SOURCE PASSAGE:

•••••

And I’m your co-host Tiff Tyler. Being in the podcast industry, being in the content creation industry. This is what we learned, and this is how you can get out of your own way and get started.
You name it. We’ve probably done it. This podcast is about bringing all the wisdom to you. Tune in weekly, to learn how to think like a producer.
Okay. I’m totally ready to do a total solo episode. Welcome to this episode of think like a producer. We finally get a Tiff-only episode. I’m just kidding. Christine’s here to support me. So today we’re going to talk about YouTube channels and I really just want to give everyone a brief overview of my recommendation on whether you should have a channel in the first place. And then if you should have multiple YouTube channels and why that is a big debate that people have once I bring up these particular details, but don’t think about necessarily before they start their YouTube channel. Now we’ve had a couple of times actually pretty much our entire show is us going over audio versus video. And I talked about YouTube before, but there just, hasn’t been a Tiff-only episode for me to just like dive right into the details here.
So I want to start off with the major thing that I tell everyone that I get in contact with when they asked me about YouTube, choose a length. I’ve mentioned this before, but there’s just a reason why YouTube is tracking how long people are watching your videos. They want to see how long you’re actually able to keep your audience’s attention. Um, and so one of the biggest stats that I look at when I’m trying to see, when, if someone brings me in as a producer, after they started a YouTube channel and they want me to evaluate their success or what they can be doing better the first day I’m looking at as their watch time. And then when I realized that the watch time might be super low, I go through their channel and realize that they have super long two hour interviews. And then you have super short three minute highlight clips.

•••••

Dataset records on where objects are located
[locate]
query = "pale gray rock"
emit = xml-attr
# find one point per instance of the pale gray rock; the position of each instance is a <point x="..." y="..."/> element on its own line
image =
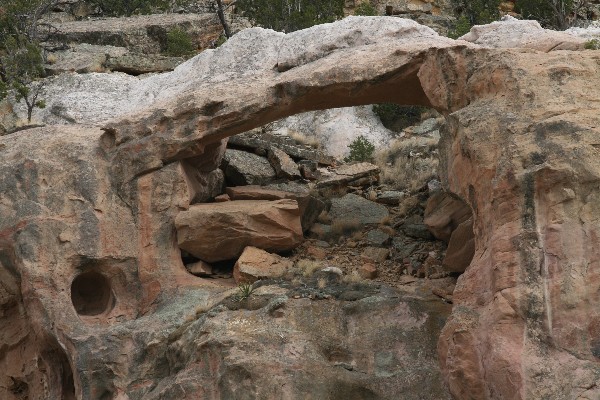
<point x="283" y="164"/>
<point x="258" y="140"/>
<point x="349" y="174"/>
<point x="335" y="128"/>
<point x="146" y="34"/>
<point x="244" y="168"/>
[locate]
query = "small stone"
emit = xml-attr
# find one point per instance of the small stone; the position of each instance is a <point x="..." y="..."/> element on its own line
<point x="368" y="271"/>
<point x="376" y="254"/>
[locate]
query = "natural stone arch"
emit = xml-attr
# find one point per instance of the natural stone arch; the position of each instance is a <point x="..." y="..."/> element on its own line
<point x="526" y="320"/>
<point x="479" y="91"/>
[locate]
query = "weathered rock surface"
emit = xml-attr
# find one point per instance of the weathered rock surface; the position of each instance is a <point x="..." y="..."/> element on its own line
<point x="355" y="208"/>
<point x="349" y="174"/>
<point x="335" y="128"/>
<point x="264" y="141"/>
<point x="514" y="33"/>
<point x="85" y="58"/>
<point x="461" y="248"/>
<point x="94" y="209"/>
<point x="221" y="231"/>
<point x="283" y="164"/>
<point x="255" y="264"/>
<point x="144" y="34"/>
<point x="243" y="168"/>
<point x="444" y="213"/>
<point x="310" y="206"/>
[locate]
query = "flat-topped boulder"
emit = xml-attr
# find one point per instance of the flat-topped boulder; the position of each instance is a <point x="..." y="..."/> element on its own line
<point x="144" y="34"/>
<point x="220" y="231"/>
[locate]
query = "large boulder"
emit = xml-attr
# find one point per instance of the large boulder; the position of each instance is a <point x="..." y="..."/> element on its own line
<point x="97" y="303"/>
<point x="310" y="206"/>
<point x="255" y="264"/>
<point x="221" y="231"/>
<point x="514" y="33"/>
<point x="355" y="208"/>
<point x="143" y="34"/>
<point x="244" y="168"/>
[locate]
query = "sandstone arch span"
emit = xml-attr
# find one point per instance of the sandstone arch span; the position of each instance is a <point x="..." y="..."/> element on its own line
<point x="520" y="145"/>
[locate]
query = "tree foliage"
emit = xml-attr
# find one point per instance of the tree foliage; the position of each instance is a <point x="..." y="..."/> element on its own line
<point x="473" y="12"/>
<point x="557" y="14"/>
<point x="365" y="9"/>
<point x="361" y="149"/>
<point x="21" y="57"/>
<point x="291" y="15"/>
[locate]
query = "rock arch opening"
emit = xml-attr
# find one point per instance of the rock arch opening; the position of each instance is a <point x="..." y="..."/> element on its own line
<point x="92" y="294"/>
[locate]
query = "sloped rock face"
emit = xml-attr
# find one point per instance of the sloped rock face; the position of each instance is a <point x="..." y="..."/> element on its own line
<point x="86" y="208"/>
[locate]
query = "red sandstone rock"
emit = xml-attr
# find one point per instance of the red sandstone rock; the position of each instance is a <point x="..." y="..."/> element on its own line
<point x="255" y="264"/>
<point x="87" y="217"/>
<point x="221" y="231"/>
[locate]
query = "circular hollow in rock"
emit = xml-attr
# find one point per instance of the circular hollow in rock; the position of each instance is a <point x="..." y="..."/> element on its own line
<point x="91" y="294"/>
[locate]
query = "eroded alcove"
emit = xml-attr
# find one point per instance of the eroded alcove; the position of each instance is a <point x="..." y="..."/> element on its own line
<point x="92" y="294"/>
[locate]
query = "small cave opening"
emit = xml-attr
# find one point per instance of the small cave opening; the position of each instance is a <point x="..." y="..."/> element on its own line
<point x="220" y="270"/>
<point x="91" y="294"/>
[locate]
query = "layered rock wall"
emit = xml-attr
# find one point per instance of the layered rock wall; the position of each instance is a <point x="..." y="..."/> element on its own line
<point x="95" y="205"/>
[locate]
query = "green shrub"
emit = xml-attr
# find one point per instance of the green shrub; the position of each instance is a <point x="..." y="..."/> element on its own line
<point x="396" y="117"/>
<point x="21" y="56"/>
<point x="550" y="14"/>
<point x="179" y="43"/>
<point x="473" y="12"/>
<point x="365" y="9"/>
<point x="291" y="15"/>
<point x="361" y="149"/>
<point x="245" y="290"/>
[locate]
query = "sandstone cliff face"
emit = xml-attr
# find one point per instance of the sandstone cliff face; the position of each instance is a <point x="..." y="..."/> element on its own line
<point x="91" y="209"/>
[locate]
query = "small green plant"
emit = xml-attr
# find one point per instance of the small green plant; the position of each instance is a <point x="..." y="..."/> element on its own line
<point x="593" y="44"/>
<point x="245" y="291"/>
<point x="365" y="9"/>
<point x="179" y="43"/>
<point x="361" y="149"/>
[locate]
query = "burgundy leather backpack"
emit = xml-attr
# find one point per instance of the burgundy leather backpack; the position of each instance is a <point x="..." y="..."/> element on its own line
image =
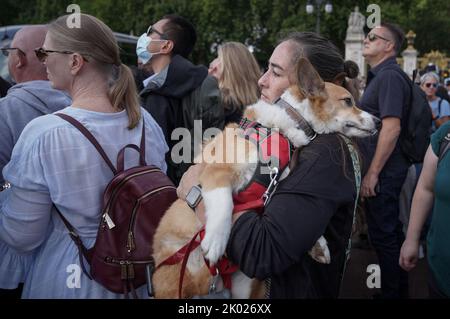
<point x="133" y="203"/>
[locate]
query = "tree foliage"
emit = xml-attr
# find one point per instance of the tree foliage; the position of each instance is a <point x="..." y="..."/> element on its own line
<point x="254" y="22"/>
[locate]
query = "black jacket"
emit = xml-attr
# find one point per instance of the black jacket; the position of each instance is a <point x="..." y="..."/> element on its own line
<point x="316" y="199"/>
<point x="188" y="94"/>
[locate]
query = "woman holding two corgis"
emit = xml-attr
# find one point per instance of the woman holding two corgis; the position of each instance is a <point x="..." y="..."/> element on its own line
<point x="296" y="247"/>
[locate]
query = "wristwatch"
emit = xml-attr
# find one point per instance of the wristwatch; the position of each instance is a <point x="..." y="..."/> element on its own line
<point x="194" y="196"/>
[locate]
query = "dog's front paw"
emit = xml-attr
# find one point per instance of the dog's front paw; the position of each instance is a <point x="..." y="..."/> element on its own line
<point x="320" y="251"/>
<point x="214" y="245"/>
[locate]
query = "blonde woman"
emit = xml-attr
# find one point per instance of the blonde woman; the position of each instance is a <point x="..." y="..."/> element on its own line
<point x="52" y="163"/>
<point x="238" y="73"/>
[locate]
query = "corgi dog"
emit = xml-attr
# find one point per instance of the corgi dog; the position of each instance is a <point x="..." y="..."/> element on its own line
<point x="324" y="106"/>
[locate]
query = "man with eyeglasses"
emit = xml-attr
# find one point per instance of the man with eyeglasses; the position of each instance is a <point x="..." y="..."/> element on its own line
<point x="178" y="93"/>
<point x="31" y="97"/>
<point x="4" y="87"/>
<point x="386" y="95"/>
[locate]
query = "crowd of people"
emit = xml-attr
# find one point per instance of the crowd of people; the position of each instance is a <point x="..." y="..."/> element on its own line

•••••

EXERCISE TASKS:
1 – Answer these questions using the podcast transcript:
(a) What is the co-host's name?
(b) What is the first thing the speaker tells everyone who asks about YouTube?
(c) Which stat does the speaker check first when evaluating a channel's success?
2 – Write what comes next in the podcast transcript, starting after its last sentence.
This listing has nothing to do with the podcast transcript.

ANSWERS IN ORDER:
1 –
(a) Tiff Tyler
(b) Choose a length.
(c) Watch time.

2 –
And the average is terrible. Even if people are watching these longer videos and actually enjoy their content because they’re mixing in short and long videos, it’s very, very important that you have a good average. So if you like three to eight minute videos, make a YouTube channel only with three to eight minute videos. If you like 10, 15, maybe 20 minute long videos, keep your average length there. Do not make, seen your super long podcast with these shorter clips, because it will hurt your watch time. And doesn’t mean your YouTube won’t be successful. I have seen people who have been doing it for 5, 6, 7 years, and yes, hit a million subscribers on their YouTube channel because they were consistent and they were posting on a regular basis. And they obviously have a production team behind what they’re doing because of how consistent they’ve been. But if you’re just starting out, which we think maybe at least 50% of you listening are you’re on your own.
It’s good for you to just pick a length and grow there. This way your growth will be consistent. It will be a little bit faster than doing a little bit of everything. Um, and you’re able to talk about, we talked about in our last episode, which is be sustainable and consistent with your posting because you know, the length of your video, you know, the kinds of video that you’re making and you don’t have to have so many different ways that you’re editing because it’s a very different edit. Like we know if it’s three minute video versus a two hour video, it’s not the same whatsoever. Um, so LinkedIn is the most important thing. Watch time is the most important thing. And then of course, there’s more things to consider, but we’ve talked about this before audio Christine’s side of things. It’s very easy, or at least a lot easier to edit a hour long episode to post that on your iTunes or your Spotify, and maybe everywhere that you actually want people to listen to your podcasts and then you can kind of be done, right?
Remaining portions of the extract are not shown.